Extrait de la page:
####################
FG fait référence à l'émergence soudaine sur la scène médiatique des mouvements féministes américains. Analyse leurs revendications et les relations entre hommes et femmes en France qui selon elle explique que ce mouvement aura peu de portée en France.
On sourit. Ou on ricane. On constate que les meneuses sont pour la plupart d'une affligeante laideur, ce qui fournit une explication commode à une affaire incommodante. Et puis, on passe.
L'insurrection nationale organisée la semaine dernière par des femmes américaines est très généralement accueillie par les Français comme un sujet négligeable.
Ils ne se sentent menacés ni par l'explosion, chez eux, d'une telle révolte, ni par ses effets : l'impuissance sexuelle. Cette impuissance qui, selon l'anthropologiste Lionel Tiger, finira par affliger tous les Américains si leurs femmes n'y prennent garde.
Dans une déclaration à « Time », Tiger supplie les féministes de comprendre que « le mâle humain est très fragile » de ce côté-là. L'homme primitif a toujours dominé sa partenaire, explique-t-il. C'est un besoin absolu. Si cette relation se renverse, il est atteint dans sa virilité. Alors, ne cherchez pas à lui dérober ses pouvoirs, hochets compris, sans savoir ce que vous mettez en péril.
####################
Données enregistrées:

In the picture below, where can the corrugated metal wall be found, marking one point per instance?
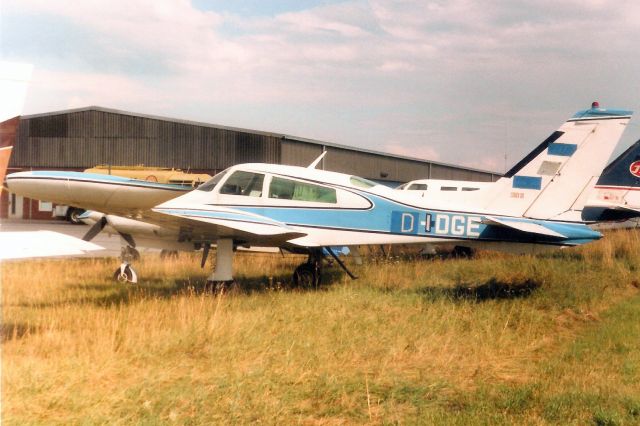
####################
Énoncé: Dans le texte sur les mouvements féministes américains, relevez toutes les formes verbales conjuguées dont le sujet est le pronom « on », dans le paragraphe qui commence par « On sourit ».

Corrigé détaillé: sourit, ricane, constate, passe